Extract:
......

This is reflected in the (implicit) definition
$$
p\;=:\; \sum_{j=1}^\infty \nwt{j-1,t} \dvd{t_{1:j}}p,\quad p\in\Pi,
\label{idefdvd}
$$
in which the coefficient $c(j)$ in the Newton form (\recall{newtonform}) for $p$ is
denoted
$$\dvd{t_{1:j}}p\;=\;\dvd{t_1,\ldots,t_j}p\;:=\;(\inv{(\Nwt t)}p)(j)
\label{defdvd}
$$
and called the \dword{divided difference of
$p$ at $t_1,\ldots,t_j$}. It is also called a divided difference of
\dword{order} $j-1$, and the reason for all this terminology will
be made clear in a moment.

Since $\Nwt t$ is a continuous function of $t$, so is $\inv{\Nwt t}$, hence so
is $\dvd{t_{1:j}}$ (see Proposition \recall{propcont} for proof details).
Further, since $w_{j,t}$ is symmetric in $t_1,\ldots,t_j$,
so is $\dvd{t_{1:j}}$. Also, $\dvd{t_{1:j}}\perp\Pi_{<j}$ (as mentioned before).

In more practical terms, we have

\proclaim Proposition \label{prophermiteconds}. The sum
$$p_n\;=\;\sum_{j=1}^n\nwt{j-1,t}\dvd{t_{1:j}}p$$
of the first $n$ terms in the Newton form (\recall{newtonform}) for $p$ is the
\dword{Hermite interpolant to $p$ at $t_{1:n}$},
i.e., the unique
polynomial $r$ of degree $<n$ that \dword{agrees with $p$ at $t_{1:n}$}
in the sense that
$$D^i r(z) = D^i p(z),\quad 0\le i<\mu_z:=\#\{j\in[1\fromto n]: t_j=z\},\quad
z\in \FF.
\label{hermiteconds}
$$

\proof
One readily verifies by induction on the nonnegative integer $\mu$ that, for
any $z\in\FF$, any polynomial $f$ \dword{vanishes $\mu$-fold at $z$} iff
$f$ has $(\cdot-z)^\mu$ as a factor, i.e.,
$$D^if(z) = 0 \hbox{\ \ for\ \ } i=0,\ldots,\mu-1 \Iff f \in
(\cdot-z)^\mu\Pi.\label{mufoldfactor}$$

Since $p-p_n = \nwt{n,t}q_n$, this implies that $r=p_n$ does,
indeed satisfy (\recall{hermiteconds}).

Also, $p_n$ is the only such polynomial since, by (\recall{mufoldfactor}), for any
polynomial $r$ satisfying (\recall{hermiteconds}), the difference $p_n-r$ must have
$\nwt n$ as a factor and, if $r$ is of degree $<n$, then this is possible only
when $r=p_n$.

......

Entries:
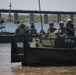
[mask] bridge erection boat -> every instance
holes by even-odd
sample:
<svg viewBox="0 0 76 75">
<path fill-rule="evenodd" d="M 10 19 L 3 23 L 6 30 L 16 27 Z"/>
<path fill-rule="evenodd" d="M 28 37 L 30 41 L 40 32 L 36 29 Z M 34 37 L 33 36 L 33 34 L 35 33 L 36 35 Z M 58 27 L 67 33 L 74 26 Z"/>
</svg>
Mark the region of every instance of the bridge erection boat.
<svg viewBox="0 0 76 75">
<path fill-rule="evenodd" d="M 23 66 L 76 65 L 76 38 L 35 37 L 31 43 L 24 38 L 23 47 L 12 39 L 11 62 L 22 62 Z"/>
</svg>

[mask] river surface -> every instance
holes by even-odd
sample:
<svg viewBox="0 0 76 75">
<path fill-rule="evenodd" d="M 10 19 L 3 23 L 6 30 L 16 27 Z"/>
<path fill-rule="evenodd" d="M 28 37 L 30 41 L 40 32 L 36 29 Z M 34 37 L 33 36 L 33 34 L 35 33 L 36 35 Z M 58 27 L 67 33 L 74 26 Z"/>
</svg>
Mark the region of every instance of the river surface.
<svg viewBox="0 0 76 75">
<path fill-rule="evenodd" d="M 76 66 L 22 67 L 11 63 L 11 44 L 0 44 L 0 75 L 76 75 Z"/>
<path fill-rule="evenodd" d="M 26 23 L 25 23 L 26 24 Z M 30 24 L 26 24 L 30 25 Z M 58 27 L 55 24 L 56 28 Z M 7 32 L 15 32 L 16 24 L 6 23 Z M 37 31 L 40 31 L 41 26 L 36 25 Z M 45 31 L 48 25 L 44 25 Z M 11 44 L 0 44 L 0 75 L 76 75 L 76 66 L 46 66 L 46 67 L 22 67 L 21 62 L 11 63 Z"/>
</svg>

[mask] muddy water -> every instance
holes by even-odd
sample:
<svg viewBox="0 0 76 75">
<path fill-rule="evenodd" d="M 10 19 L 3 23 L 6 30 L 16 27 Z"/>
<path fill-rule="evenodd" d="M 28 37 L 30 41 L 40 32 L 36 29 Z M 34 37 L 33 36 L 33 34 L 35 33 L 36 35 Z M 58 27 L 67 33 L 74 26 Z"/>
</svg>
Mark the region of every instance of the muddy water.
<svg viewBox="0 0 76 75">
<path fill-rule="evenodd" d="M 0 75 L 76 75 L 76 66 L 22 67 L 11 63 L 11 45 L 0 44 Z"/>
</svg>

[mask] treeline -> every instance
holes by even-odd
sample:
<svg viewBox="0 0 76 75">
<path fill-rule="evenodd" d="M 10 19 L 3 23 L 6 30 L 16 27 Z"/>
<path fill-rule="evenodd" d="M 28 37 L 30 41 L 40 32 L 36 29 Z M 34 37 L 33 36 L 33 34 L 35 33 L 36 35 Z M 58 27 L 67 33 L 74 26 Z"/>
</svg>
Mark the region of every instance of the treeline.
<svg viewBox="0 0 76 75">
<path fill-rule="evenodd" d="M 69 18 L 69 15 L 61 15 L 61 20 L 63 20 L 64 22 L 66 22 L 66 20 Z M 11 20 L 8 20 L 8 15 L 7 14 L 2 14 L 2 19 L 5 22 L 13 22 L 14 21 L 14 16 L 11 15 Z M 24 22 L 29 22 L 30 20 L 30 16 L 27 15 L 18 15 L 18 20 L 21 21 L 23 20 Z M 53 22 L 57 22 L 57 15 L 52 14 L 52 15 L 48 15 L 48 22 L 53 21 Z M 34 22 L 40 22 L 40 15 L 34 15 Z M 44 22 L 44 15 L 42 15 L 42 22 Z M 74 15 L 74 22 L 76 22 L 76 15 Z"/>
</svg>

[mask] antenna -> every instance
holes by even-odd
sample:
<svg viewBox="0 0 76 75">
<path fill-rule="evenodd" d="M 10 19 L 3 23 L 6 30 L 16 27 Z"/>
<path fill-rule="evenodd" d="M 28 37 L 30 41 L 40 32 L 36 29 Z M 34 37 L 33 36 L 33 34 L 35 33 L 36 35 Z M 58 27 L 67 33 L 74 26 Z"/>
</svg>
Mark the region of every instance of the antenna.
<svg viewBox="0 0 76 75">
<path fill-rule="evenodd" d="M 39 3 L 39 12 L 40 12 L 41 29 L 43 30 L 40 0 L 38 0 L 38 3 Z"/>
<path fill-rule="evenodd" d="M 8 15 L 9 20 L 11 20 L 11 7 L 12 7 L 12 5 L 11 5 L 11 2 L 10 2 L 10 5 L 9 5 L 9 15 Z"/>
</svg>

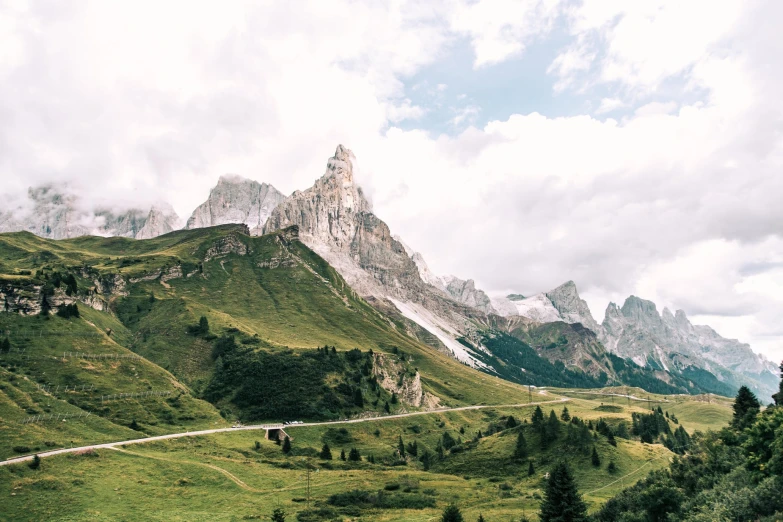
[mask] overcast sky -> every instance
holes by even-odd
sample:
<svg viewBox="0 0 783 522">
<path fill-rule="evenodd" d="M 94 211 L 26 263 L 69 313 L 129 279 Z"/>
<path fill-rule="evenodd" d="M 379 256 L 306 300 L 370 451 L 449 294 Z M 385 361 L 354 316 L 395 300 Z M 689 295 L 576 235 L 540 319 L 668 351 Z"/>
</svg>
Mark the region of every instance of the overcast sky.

......

Work to do:
#1 Decide whether each of the following statements agrees with the divided-difference text, and answer yes or no, quoting the deciding words of the text. (a) The text promises to explain the reason for its terminology shortly. (b) The proof establishes its first claim by induction on a nonnegative integer. (c) The Hermite interpolant is described as one of several polynomials of degree less than n that agree with p.
#2 Retype part of the divided-difference text without changes, beginning at the words "Since $\Nwt t$" and stopping after the words "(as mentioned before).".

Response list:
#1
(a) Yes: "the reason for all this terminology will be made clear in a moment."
(b) Yes: "One readily verifies by induction on the nonnegative integer."
(c) No: "the unique."

#2
Since $\Nwt t$ is a continuous function of $t$, so is $\inv{\Nwt t}$, hence so
is $\dvd{t_{1:j}}$ (see Proposition \recall{propcont} for proof details).
Further, since $w_{j,t}$ is symmetric in $t_1,\ldots,t_j$,
so is $\dvd{t_{1:j}}$. Also, $\dvd{t_{1:j}}\perp\Pi_{<j}$ (as mentioned before).